Goal 1: In the wind turbine gearbox oil text, what condition was the oil in after almost four years?
Goal 2: Return the part of the wind turbine gearbox oil text that begins at the words "We observed that under" and stops after "an extended analysis.".
Goal 3: Resume the wind turbine gearbox oil text from the point where it ends.

The plots in Figure 7 show that a high temperature of the bearing and the gearbox oil sump is also achieved at power lower than 1000 kW and not only at high power production. The temperaturepower analysis was also carried out for other sampling intervals showing similar behavior. This indicates that for partial load the bearings also have a high temperature. Mixed lubricating conditions and loading of bearings and gears activate additives; therefore, a reduction in the additives during this period is expected. As additives deplete, the TAN decreases, as clearly observed in sampling interval 1 in Figure 6b,c. For the next sampling intervals the number of operating hours was variable, but also showing high temperature at low power. As the operating hours of each interval were different, it was not expected to obtain a linear decrease of the additives or TAN. However, we observed that even if sampling interval 2 was longer, TAN and the additives decreased more slowly than in intervals 1 and 3. This is explained by the fact that the turbine operated with a higher power range and higher temperature in intervals 1 and 3, as shown in Table 6. This analysis shows that the higher changes in the additives correlate with the intervals with higher average power, higher bearing temperature, and higher wind speed.
We observed that under these operating conditions and after almost four years, the oil showed only slight signs of degradation and was suitable for further use. Therefore, no detrimental effects on the gearbox due to oil degradation were expected in this particular case. As this wind turbine operated mostly at partial load, it will be meaningful to assess the oil properties’ changes due to combined high temperature and high loads at full power or the effect of extreme temperatures (cold/hot environment) by including more turbines in a similar analysis. However, the oil sampling laboratory results together with SCADA data are mostly confidential and no further data were available to perform an extended analysis.

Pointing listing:
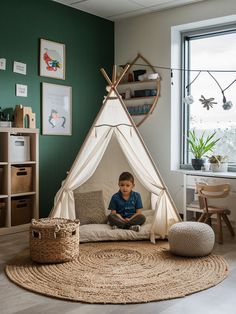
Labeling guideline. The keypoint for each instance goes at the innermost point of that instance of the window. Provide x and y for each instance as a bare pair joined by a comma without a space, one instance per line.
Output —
212,51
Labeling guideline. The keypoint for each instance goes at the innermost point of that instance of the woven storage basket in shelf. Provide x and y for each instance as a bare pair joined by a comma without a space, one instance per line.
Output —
54,240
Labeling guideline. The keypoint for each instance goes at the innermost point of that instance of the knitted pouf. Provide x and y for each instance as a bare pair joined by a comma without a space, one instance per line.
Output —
191,239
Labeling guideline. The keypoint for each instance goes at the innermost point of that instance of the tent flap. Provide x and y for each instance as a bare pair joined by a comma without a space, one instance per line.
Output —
114,120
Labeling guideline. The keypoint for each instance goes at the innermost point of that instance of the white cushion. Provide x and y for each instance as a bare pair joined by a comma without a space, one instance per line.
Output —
90,208
190,238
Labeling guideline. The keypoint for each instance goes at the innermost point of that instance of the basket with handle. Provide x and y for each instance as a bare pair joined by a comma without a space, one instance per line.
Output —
54,240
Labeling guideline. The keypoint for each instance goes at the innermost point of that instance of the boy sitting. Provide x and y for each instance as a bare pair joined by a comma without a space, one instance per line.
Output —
126,205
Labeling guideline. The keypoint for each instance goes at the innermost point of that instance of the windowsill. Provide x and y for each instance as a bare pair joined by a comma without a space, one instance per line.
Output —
228,174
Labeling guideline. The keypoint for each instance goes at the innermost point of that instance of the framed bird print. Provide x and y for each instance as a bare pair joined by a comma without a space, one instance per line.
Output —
52,59
56,109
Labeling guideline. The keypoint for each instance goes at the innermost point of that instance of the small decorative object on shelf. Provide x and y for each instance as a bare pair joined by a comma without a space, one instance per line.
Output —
199,146
19,117
218,163
140,89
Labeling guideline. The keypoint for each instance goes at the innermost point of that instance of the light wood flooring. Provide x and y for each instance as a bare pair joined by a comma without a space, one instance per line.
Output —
220,299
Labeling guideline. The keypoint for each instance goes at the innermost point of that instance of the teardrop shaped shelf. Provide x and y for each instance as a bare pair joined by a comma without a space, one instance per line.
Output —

Expected output 1: It showed only slight signs of degradation and was suitable for further use.

Expected output 2:
We observed that under these operating conditions and after almost four years, the oil showed only slight signs of degradation and was suitable for further use. Therefore, no detrimental effects on the gearbox due to oil degradation were expected in this particular case. As this wind turbine operated mostly at partial load, it will be meaningful to assess the oil properties’ changes due to combined high temperature and high loads at full power or the effect of extreme temperatures (cold/hot environment) by including more turbines in a similar analysis. However, the oil sampling laboratory results together with SCADA data are mostly confidential and no further data were available to perform an extended analysis.

Expected output 3:
Even if the analysis with PAO II provided some indications of oil degradation related to the operating conditions of the wind turbine, oils have diverse additive packages that can react differently. In order to better understand the changes in the oil parameters and observe similarities with other oils with the same base stock but a different additive package, a trend analysis was carried out for 14 wind turbines filled with PAO I. For the turbines under analysis, no oil change has taken place. However, the possibility of small refills cannot be totally discarded, as these minor refills are not always documented. The turbines under analysis are divided into two groups:
  • four-year group: This group corresponds to seven turbines with an operating time around four years with two different ranges of the rated power.
  • eight-year group: This group corresponds to seven turbines with an operating time around eight years.
The operating years and the power range of each turbine of the four-year group are shown in Table 7. The results of the trend analysis are shown in Figure 8.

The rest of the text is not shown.